• _WHAT IS EXPECTED_: Search the records below for the word "stone". Pull out each line that has it.

• _DATA_:

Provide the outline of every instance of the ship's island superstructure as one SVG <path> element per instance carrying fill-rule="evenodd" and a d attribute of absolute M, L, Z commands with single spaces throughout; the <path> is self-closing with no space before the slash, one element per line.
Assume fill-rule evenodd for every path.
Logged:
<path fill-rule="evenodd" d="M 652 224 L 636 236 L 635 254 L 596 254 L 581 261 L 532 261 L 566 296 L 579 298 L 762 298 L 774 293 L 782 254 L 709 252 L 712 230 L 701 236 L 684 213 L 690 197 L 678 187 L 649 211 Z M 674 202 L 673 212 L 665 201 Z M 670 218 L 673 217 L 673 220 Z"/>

...

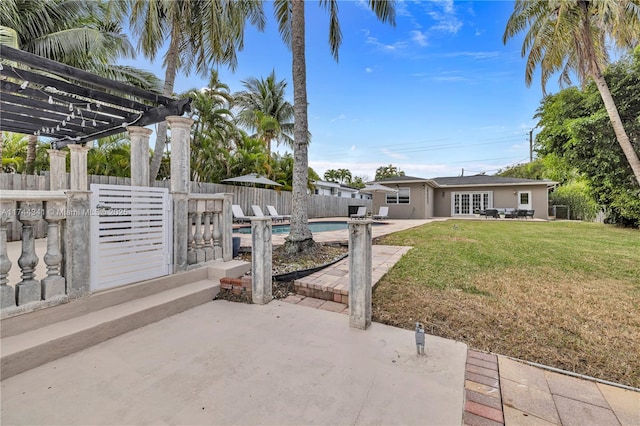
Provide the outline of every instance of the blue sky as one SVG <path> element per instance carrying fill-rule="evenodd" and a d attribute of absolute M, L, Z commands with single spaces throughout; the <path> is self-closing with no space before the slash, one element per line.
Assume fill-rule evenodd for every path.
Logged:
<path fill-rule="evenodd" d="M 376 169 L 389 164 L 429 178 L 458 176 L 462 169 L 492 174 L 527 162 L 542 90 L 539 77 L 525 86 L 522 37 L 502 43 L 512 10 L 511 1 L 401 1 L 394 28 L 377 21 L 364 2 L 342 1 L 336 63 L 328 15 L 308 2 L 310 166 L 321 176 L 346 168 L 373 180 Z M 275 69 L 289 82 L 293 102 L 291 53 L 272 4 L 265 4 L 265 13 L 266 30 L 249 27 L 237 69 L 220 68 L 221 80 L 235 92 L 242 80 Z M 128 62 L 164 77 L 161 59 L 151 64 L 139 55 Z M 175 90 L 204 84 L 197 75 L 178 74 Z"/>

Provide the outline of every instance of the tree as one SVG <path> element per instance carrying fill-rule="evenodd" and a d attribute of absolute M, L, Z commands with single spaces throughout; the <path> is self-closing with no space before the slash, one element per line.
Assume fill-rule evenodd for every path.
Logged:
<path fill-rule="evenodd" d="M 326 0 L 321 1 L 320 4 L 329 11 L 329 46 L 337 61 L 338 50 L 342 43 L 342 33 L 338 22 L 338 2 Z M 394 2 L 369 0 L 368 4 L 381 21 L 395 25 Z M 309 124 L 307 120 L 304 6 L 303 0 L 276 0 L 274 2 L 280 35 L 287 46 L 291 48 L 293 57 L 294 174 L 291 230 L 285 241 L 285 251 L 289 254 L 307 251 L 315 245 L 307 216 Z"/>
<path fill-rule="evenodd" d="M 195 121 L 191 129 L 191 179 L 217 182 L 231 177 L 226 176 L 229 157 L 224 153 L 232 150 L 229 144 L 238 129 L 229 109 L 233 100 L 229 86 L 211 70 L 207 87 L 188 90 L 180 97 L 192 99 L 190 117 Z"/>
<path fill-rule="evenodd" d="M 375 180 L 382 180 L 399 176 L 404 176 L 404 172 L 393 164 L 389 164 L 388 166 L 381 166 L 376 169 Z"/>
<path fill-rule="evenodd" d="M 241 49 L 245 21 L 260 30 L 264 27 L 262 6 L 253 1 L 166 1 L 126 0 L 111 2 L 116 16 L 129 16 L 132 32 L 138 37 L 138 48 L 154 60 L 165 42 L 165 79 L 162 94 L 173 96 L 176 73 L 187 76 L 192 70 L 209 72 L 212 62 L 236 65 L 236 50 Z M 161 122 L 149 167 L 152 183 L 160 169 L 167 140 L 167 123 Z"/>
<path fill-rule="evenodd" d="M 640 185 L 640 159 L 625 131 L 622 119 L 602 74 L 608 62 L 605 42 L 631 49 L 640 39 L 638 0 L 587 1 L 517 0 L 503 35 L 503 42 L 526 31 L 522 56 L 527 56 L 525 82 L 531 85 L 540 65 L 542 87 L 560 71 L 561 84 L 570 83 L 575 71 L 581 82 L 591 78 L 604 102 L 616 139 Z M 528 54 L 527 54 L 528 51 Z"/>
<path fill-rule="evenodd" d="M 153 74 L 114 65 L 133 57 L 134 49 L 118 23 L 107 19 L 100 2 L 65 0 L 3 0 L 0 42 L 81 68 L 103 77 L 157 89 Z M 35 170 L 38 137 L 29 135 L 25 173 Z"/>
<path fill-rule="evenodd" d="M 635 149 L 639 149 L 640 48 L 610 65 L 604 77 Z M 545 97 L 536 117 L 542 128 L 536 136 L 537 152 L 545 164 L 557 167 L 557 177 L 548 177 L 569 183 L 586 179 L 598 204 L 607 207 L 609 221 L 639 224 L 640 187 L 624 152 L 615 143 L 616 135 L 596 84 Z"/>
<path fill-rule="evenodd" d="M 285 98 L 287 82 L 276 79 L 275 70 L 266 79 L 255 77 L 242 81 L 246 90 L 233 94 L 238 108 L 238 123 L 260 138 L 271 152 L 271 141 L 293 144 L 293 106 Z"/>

---

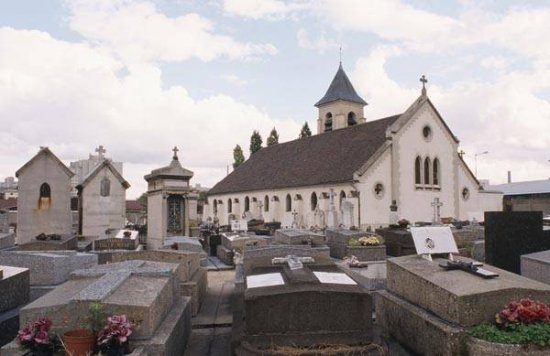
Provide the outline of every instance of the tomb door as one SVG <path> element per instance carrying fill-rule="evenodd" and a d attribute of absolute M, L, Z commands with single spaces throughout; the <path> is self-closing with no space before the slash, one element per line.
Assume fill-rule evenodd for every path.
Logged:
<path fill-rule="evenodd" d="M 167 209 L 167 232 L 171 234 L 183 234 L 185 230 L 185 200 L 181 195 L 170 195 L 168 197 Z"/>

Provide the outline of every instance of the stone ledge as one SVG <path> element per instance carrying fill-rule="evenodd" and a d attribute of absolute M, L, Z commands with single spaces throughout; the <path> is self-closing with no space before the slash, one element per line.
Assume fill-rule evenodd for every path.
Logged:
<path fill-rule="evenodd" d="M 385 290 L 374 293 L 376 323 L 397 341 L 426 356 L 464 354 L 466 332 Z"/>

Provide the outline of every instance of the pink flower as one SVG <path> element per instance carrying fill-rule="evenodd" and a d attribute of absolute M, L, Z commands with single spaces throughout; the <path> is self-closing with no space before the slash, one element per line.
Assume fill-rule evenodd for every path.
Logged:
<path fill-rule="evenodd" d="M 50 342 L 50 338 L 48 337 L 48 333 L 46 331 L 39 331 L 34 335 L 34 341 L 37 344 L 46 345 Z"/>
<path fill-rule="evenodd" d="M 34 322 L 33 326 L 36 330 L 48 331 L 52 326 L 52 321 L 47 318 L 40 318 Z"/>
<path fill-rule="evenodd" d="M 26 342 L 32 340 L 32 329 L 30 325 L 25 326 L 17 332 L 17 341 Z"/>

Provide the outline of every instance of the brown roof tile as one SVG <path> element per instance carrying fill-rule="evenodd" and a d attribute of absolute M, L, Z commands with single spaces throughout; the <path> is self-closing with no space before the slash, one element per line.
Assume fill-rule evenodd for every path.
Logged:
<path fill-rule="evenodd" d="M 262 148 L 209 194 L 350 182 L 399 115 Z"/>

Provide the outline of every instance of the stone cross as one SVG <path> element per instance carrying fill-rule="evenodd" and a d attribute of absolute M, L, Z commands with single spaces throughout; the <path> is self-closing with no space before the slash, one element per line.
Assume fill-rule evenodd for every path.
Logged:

• _SOLVED PROBLEM_:
Provide the outline of every instance of the stone ledge as one SVG <path> element per instance carrying fill-rule="evenodd" and a d attribute of absolute M, L, Z commands with single spaces throughout; the <path> is self-closing with no space before the slash, one element per line.
Provide the outline of every instance of the stone cross as one SVG <path> element per instance carrying fill-rule="evenodd" and a d attribute of absolute M, L, Z commands with single spaces throughout; the <path> is self-closing with no space before the slash, one element per line.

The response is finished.